Objective >> Copy out every line of the listing below word for word, leaving out the pictures.

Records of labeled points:
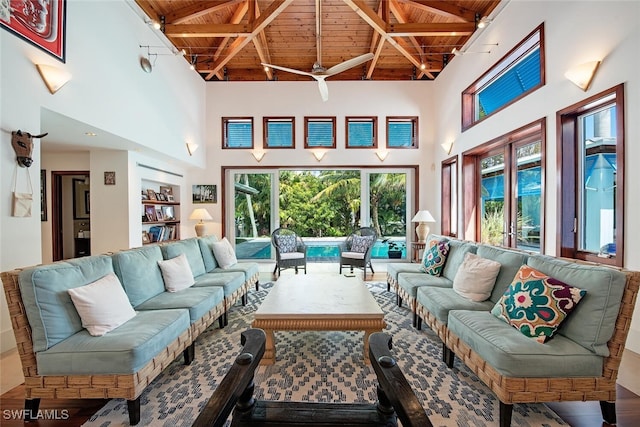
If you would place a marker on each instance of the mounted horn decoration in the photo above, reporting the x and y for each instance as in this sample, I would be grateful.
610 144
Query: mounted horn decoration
23 146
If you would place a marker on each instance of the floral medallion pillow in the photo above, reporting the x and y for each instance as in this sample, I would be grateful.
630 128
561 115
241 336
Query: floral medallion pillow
435 257
360 244
536 304
287 243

Solution to this exercise >>
If you would place a marker on each instance of the mounted horn decoration in the photo above, reporting the x and y for each instance as in this sample, I would be grateful.
610 144
Query: mounted horn decoration
23 146
If you would place a marker on each instance of the floral medallion pillow in the photo above, reporting the x and y for each instance as in this sample, I would be grateful.
630 128
561 115
241 336
Query: floral medallion pillow
435 257
360 244
536 304
287 243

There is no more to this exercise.